What is being asked ▸ Using the listing below, count the lines in which "pole" appears; give the count alone.

Source records ▸
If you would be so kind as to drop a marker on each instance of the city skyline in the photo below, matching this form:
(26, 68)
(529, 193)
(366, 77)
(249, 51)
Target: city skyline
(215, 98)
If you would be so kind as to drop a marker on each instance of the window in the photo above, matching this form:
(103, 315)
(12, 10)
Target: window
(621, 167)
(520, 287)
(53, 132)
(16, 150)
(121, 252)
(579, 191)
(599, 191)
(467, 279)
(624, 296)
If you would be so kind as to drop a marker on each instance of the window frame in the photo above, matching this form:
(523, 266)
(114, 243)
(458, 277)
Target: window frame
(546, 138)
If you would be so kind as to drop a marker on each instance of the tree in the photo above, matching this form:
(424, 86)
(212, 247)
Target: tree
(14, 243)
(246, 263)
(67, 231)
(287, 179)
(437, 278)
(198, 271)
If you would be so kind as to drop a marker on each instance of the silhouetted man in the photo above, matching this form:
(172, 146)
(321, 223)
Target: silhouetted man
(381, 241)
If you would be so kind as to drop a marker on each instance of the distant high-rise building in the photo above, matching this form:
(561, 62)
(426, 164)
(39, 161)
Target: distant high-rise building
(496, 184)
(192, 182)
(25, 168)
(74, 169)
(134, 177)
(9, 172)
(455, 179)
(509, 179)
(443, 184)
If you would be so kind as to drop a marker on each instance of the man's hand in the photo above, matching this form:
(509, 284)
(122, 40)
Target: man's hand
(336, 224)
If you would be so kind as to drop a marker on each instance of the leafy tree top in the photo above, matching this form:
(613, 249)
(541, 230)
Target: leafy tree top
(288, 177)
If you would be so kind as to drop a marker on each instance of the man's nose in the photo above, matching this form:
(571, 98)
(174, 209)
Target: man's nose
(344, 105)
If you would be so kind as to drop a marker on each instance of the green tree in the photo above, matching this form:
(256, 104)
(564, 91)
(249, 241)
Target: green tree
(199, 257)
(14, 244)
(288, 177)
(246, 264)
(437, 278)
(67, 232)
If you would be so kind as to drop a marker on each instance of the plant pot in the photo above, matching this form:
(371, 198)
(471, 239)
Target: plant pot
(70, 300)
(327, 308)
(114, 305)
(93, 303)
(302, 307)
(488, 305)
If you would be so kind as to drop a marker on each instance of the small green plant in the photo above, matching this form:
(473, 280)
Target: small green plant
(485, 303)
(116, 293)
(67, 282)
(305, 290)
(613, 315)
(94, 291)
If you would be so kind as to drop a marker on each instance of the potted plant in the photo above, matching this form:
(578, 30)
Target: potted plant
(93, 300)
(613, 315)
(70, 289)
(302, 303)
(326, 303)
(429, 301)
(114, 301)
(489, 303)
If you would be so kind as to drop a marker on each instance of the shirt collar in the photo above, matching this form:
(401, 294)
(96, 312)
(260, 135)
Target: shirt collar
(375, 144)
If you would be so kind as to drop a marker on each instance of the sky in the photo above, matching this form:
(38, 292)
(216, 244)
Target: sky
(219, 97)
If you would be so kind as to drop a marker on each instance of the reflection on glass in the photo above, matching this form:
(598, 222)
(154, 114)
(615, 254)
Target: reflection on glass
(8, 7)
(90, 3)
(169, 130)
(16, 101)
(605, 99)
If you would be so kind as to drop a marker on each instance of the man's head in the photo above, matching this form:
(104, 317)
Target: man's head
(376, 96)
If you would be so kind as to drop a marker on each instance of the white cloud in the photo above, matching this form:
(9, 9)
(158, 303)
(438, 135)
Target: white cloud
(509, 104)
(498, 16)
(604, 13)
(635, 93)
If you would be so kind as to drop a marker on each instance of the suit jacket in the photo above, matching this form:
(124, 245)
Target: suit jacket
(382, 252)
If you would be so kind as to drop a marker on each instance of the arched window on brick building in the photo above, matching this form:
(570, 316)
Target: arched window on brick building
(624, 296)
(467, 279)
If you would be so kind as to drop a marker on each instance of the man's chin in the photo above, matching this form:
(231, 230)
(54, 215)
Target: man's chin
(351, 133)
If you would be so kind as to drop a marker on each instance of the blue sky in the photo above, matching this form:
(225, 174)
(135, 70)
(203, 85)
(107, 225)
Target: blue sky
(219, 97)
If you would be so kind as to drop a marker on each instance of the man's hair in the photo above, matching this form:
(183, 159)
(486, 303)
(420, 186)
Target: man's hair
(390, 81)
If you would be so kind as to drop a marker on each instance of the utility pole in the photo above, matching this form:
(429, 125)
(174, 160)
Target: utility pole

Solution to the exercise ▸ 2